● What the exercise asks
Extract the lines below verbatim and reproduce each one in full without any alteration.

● Material for this exercise
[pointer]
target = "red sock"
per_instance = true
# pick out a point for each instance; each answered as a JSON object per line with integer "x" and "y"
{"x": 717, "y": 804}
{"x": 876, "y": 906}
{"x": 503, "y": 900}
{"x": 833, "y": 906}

● Task output
[pointer]
target = "red sock"
per_instance = true
# pick out a point for each instance; each answered as a JSON object per line with integer "x" and "y"
{"x": 717, "y": 804}
{"x": 876, "y": 906}
{"x": 503, "y": 900}
{"x": 833, "y": 906}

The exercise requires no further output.